CONSEGNE
1. Stampa, senza alcuna modifica, il tratto dei commenti su Il posto delle fragole che va da "Purtroppo non ho mai visto nessuno" a "PS: è del '21.", estremi inclusi.
2. Nei commenti su Il posto delle fragole, quale film di Bergman indica Christian come il suo secondo preferito?
3. Per favore, prosegui i commenti su Il posto delle fragole partendo subito dopo l'ultima frase riportata.

Sono d'accordo per il fatto che Il posto delle fragole sia senza dubbio il capolavoro di Bergman. Un film che rivedo sempre volentieri, soprattutto quando mi prende la nostalgia per il passato. Non so, ha un che di fisico.. che ti porta a essere malinconico e a sentire sulla pelle il brivido freddo della morte, che è sempre presente nel film, più ancora che nel Settimo sigillo.

Christian ha detto...

Hai ragione! Ma per fortuna il film si conclude in maniera lieta... Per quanto riguarda la filmografia di Bergman, anche se non li ho visti tutti, il mio secondo preferito è "Fanny e Alexander".

Luciano ha detto...

Per quanto riguarda Fanny e Alexander, purtroppo non ho mai visto l'edizione televisiva di 5 ore.

Christian ha detto...

Nemmeno io, a dire il vero. Spero di poter rimediare presto!

marco c. ha detto...

bellissimo. mi sono anche un po' commosso. la scelta di Sjöström non è casuale mi ricordo che aveva diretto un film muto nel '24 che trattava un argomento simile. correggimi se sbaglio: non si chiamava il carretto fantasma?

Christian ha detto...

Purtroppo non ho mai visto nessuno dei film di Sjöström, mi dispiace.

Dan ha detto...

Sì! Il carretto fantasma è davvero simile per certi versi.

PS: è del '21.

marco c. ha detto...

Fanny e Alexander è il tuo genere: svenka heimat

Christian ha detto...

Infatti! ^^

Marisa ha detto...

Anche per me questo è il "capolavoro" di Bergman, il film più completo ed equilibrato, in cui la tristezza e la fiducia nella vita si mescolano senza sopraffarsi e ci mostra come, anche all'età del vecchio professore, i giochi non sono ancora chiusi.
Memorabile l'uso dei sogni, da vero manuale da psicoanalista.

DATI FORNITI
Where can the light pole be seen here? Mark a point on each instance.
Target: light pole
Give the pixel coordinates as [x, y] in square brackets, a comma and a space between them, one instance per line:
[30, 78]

RISPOSTE ALLE CONSEGNE
1.
Purtroppo non ho mai visto nessuno dei film di Sjöström, mi dispiace.

Dan ha detto...

Sì! Il carretto fantasma è davvero simile per certi versi.

PS: è del '21.

2. Fanny e Alexander.

3.
L'inconscio si comporta proprio così: in un giorno di celebrazione ti riscodella tutti i problemi non risolti e ti costringe a ripercorrerli, dandoti la possibilità (sempre se li accetti e non rimuovi il tutto )di trasformare ancora il tuo atteggiamento e, ascoltando di più gli altri, di umanizzarti in sintonia.

Christian ha detto...

Quella del protagonista è una riflessione forzata su sé stesso che fino a quel momento non aveva voluto fare e che proprio i sogni e i ricordi mettono in moto all'improvviso. Trattandosi di un bilancio esistenziale fatto in così tarda età, è incredibile pensare che Bergman aveva invece solo 37 anni (proprio come il figlio del professore!) quando ha girato questo film!

Marisa ha detto...

Infatti Bergman si identifica con tutti e due, vista la profonda somiglianza caratteriale tra padre e figlio, anzi il figlio (come spesso avviene con i giovani) è più intransigente e rigido del padre.
I sogni pare che siano proprio di Bergman stesso...
Padre e figlio qui partecipano di una profonda identità inconscia, così come avviene nel film di Tarkovskij "Lo specchio".